How many lines of the data below contain the string "potato"? Case counts, and the reply should be only the number.

Data from a collection:
## BEGIN

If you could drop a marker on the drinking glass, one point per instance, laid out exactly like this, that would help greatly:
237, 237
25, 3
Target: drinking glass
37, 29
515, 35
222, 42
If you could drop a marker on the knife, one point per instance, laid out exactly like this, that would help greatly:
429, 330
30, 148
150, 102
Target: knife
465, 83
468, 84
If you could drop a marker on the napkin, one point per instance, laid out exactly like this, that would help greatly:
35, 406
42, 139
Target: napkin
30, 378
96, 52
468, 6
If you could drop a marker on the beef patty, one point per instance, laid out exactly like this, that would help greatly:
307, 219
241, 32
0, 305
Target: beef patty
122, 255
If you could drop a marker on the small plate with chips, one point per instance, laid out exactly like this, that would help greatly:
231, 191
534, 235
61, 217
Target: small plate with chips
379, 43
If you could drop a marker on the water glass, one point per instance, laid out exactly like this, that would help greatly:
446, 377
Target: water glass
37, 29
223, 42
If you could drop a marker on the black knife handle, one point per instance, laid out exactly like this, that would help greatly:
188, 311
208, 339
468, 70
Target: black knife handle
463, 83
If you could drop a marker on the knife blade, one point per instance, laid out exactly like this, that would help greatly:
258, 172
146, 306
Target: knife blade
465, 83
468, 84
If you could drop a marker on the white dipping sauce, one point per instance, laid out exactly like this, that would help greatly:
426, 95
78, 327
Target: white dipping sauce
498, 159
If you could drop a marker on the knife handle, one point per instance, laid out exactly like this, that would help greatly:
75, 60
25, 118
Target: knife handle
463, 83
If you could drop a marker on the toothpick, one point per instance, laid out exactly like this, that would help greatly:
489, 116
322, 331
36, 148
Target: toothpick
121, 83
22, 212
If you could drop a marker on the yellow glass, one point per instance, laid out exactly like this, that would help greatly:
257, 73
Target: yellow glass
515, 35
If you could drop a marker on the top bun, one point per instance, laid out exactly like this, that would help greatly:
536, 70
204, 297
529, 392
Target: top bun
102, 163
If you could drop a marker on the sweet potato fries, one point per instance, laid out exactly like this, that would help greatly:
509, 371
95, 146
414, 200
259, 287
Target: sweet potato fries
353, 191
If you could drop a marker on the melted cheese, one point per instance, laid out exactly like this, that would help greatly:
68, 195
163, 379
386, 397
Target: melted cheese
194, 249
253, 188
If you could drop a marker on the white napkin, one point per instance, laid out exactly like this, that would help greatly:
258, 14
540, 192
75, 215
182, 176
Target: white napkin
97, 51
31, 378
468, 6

## END
## BEGIN

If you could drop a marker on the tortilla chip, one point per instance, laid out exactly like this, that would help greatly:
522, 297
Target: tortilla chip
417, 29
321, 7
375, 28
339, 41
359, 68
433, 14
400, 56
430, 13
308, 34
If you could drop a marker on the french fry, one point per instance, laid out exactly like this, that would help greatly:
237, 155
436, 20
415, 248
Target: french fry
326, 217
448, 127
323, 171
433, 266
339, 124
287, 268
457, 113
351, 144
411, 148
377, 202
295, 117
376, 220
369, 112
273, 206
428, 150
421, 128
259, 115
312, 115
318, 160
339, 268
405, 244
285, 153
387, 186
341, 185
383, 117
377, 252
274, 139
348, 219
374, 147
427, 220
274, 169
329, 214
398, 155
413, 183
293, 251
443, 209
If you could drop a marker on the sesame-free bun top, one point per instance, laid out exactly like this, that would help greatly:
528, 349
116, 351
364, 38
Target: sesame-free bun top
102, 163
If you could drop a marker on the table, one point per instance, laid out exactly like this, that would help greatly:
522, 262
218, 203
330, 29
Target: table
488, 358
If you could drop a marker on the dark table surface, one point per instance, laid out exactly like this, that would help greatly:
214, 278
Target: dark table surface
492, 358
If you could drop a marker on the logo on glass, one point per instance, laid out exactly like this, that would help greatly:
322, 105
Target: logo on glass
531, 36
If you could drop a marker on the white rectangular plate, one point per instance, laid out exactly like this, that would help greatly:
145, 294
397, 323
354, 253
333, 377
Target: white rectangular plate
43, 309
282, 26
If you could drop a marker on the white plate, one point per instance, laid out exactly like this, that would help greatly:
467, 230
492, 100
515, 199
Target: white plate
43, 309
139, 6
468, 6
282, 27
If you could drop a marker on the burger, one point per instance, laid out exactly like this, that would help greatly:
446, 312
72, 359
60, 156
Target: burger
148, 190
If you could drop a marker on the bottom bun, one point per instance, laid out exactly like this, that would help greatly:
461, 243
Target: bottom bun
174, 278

## END

EXPECTED ANSWER
2